*Segmento do documento*
Além disso, de toda a celeuma posta às mãos do Judiciário, o Supremo Tribunal Federal foi além de simplesmente analisar a Resolução do Conselho Nacional de Justiça, editando a Súmula Vinculante de nº 13 (21 de agosto de 2008) que ficou redigida da seguinte forma: a nomeação de cônjuge, companheiro ou parente em linha reta, colateral ou por afinidade, até o terceiro grau, inclusive, da autoridade nomeante ou de servidor da mesma pessoa jurídica investido em cargo de direção, chefia ou assessoramento, para o exercício de cargo em comissão ou de confiança ou, ainda, de função gratificada na administração pública direta e indireta em qualquer dos poderes da união, dos estados, do distrito federal e dos municípios, compreendido o ajuste mediante designações recíprocas, viola a Constituição Federal”.[xxix]
Fala-se em preceito primário e secundário, sendo que o primeiro, ou seja, a lei é a única responsável por inovar o ordenamento jurídico. Às demais normas compete apenas a complementação da lei, da Constituição, não sendo possível a restrição de direitos por ela, segundo a doutrina clássica. A partir do raciocínio de ROUSSEAU somente a lei deve ser considerada legítima, tendo em vista que decorre da vontade geral.[xxx]
Com efeito, a discussão na Ação Declaratória de Constitucionalidade menciona a competência do Conselho Nacional de Justiça para editar normas primárias, ou seja, a previsão do art. 103 da Constituição da República, inciso IX, com redação dada pela Emenda Constitucional 45/2004, não sendo considerado Poder Legislativo.

*Trechos dos itens*
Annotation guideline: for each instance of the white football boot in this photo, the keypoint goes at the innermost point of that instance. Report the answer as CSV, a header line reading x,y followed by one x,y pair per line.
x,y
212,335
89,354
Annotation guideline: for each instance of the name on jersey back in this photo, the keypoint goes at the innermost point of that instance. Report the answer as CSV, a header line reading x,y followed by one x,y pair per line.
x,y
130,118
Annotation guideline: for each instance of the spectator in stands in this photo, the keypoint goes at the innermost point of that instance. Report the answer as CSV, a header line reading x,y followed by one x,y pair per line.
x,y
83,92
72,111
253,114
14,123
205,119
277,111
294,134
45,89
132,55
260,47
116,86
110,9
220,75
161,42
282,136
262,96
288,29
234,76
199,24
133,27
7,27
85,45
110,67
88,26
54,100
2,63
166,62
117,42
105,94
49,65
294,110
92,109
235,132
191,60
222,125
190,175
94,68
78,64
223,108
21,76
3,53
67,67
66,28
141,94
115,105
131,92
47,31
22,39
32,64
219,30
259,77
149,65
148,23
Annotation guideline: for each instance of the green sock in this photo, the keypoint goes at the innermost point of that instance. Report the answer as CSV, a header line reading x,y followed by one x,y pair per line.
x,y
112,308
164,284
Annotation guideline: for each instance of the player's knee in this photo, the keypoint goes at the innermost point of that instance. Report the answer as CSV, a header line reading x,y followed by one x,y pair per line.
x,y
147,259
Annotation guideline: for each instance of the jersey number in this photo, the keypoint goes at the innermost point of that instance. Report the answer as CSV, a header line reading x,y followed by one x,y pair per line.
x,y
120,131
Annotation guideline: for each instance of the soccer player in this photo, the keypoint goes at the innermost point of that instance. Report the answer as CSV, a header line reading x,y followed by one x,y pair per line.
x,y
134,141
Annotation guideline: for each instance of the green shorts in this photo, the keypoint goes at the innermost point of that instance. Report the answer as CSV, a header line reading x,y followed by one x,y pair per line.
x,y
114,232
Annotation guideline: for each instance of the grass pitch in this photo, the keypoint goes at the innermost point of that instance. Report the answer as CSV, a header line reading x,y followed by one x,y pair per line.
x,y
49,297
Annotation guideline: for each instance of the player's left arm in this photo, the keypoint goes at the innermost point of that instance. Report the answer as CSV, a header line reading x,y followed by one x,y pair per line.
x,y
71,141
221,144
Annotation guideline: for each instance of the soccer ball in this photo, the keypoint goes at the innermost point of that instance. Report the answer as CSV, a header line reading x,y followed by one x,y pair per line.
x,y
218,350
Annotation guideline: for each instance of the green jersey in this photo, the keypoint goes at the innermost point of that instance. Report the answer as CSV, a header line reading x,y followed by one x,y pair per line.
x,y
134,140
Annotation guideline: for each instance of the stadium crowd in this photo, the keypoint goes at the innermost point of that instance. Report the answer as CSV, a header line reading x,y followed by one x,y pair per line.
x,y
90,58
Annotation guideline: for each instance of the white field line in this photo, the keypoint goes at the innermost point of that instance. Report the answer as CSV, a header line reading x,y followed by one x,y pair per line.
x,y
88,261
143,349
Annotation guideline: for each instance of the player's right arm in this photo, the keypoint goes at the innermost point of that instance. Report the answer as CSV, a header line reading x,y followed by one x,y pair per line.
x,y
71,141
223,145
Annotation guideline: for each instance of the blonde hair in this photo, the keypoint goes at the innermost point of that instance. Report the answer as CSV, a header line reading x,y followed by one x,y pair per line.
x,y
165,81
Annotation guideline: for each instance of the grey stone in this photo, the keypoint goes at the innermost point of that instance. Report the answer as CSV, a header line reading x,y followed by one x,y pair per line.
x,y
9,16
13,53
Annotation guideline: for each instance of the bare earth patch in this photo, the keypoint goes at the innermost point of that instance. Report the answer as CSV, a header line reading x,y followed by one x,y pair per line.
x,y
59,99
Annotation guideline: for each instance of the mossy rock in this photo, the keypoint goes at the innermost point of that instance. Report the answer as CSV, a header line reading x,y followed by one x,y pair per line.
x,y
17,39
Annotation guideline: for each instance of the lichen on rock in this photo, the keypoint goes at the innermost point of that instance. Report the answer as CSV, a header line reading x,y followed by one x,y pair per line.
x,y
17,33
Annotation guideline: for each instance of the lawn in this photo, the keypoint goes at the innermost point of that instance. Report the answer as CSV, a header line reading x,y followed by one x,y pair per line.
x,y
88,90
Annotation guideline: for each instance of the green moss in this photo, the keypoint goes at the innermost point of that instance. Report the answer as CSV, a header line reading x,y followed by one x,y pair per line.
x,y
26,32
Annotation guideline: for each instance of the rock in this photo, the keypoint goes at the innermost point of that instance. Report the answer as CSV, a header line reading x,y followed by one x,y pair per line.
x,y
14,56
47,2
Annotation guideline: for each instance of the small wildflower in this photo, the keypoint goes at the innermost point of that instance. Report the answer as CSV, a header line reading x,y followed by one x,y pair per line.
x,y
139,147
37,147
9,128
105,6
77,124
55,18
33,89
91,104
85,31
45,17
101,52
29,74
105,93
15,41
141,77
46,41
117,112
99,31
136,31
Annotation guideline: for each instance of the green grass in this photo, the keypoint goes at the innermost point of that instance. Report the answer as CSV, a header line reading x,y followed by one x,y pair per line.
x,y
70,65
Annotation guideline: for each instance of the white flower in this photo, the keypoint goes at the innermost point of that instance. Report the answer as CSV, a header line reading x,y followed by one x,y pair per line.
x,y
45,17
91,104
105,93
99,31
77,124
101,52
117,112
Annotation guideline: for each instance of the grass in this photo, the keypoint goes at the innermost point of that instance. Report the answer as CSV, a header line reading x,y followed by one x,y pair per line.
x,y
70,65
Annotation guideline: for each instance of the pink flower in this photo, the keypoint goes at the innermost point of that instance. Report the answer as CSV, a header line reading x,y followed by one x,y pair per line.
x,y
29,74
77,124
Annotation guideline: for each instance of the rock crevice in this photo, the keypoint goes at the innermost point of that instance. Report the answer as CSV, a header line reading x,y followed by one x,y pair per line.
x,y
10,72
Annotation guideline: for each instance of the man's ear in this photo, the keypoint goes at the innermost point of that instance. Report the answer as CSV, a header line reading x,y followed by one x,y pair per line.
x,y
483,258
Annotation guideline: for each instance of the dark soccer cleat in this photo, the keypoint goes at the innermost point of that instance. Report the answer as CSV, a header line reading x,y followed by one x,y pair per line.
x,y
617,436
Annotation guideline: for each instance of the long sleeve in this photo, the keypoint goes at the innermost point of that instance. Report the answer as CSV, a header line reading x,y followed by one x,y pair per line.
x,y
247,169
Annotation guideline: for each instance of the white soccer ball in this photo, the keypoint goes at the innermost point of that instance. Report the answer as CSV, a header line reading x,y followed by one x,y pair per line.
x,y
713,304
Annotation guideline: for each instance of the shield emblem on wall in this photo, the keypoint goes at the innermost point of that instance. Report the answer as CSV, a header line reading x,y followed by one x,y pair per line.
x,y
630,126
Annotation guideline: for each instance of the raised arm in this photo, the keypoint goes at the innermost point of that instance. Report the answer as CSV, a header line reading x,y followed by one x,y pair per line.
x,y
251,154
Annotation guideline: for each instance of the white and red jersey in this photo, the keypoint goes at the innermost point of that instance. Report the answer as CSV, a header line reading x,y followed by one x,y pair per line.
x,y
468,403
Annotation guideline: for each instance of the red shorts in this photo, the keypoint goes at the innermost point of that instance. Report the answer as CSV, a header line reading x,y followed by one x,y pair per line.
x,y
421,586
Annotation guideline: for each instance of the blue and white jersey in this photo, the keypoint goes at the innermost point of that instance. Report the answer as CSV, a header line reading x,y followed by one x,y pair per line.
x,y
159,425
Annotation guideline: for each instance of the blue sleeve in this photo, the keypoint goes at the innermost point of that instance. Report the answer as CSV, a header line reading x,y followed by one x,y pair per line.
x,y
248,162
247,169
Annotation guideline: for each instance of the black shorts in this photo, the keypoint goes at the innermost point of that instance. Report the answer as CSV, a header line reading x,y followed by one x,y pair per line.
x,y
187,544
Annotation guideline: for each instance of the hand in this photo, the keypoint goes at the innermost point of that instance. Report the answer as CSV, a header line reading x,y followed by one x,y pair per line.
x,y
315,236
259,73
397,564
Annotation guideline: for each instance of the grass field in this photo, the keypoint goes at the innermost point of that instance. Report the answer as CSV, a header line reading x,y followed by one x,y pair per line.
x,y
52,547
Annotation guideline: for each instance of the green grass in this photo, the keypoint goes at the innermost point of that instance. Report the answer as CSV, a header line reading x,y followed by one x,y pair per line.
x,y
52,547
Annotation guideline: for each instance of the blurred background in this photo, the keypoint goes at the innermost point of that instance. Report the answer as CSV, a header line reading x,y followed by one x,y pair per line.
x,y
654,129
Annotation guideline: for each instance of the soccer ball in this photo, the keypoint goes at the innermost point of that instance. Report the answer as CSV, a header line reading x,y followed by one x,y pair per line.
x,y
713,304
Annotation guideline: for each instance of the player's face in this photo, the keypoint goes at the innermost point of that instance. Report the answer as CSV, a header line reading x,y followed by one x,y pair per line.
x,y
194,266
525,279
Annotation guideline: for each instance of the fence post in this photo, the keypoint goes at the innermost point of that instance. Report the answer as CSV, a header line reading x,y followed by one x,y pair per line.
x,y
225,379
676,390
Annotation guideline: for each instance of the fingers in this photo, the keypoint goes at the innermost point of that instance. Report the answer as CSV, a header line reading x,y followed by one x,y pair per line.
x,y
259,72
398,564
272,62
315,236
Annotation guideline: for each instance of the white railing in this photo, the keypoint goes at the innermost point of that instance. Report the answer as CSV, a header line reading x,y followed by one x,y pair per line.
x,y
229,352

*Instruções das tarefas*
A – Segundo o texto jurídico sobre a Súmula Vinculante nº 13, em que data essa súmula foi editada pelo Supremo Tribunal Federal?
B – Prossiga a redação do texto jurídico sobre a Súmula Vinculante nº 13 a partir do ponto em que ele termina.
A consulta aos itens é dispensável.

*Respostas esperadas*
A – Em 21 de agosto de 2008.

B –
Da inicial proposta pelo constitucionalista Luis Roberto BARROSO cinco foram os questionamentos principais para se propugnar pela constitucionalidade da mencionada Resolução, quais sejam: a competência constitucional do Conselho Nacional de Justiça para zelar pela observância do art. 37 da Constituição, a vedação do nepotismo enquanto mandamento constitucional que decorre dos princípios da impessoalidade e moralidade administrativas, a vinculação do Poder Público não somente à legalidade, mas à juridicidade, o fato de que a Resolução não fere o equilíbrio entre os Poderes, porque não subordina um poder a outro, e tampouco o pacto federativo, e, finalmente, de que não há óbice em relação aos direitos de terceiros contratados pela Administração ou mesmo violação aos direitos dos servidores públicos.
Confirmou o Supremo Tribunal Federal que a Resolução 07/05 do Conselho Nacional de Justiça se reveste de atributos de generalidade e abstratalidade, possuindo caráter normativo primário. Ademais, afirma-se que esta Resolução densifica quatro princípios do art. 37 da Constituição da República, impessoalidade, eficiência, igualdade e moralidade, de forma que os votos dos ministros na Medida Cautelar da Ação Declaratória de Constitucionalidade serão analisados pontualmente na seqüência.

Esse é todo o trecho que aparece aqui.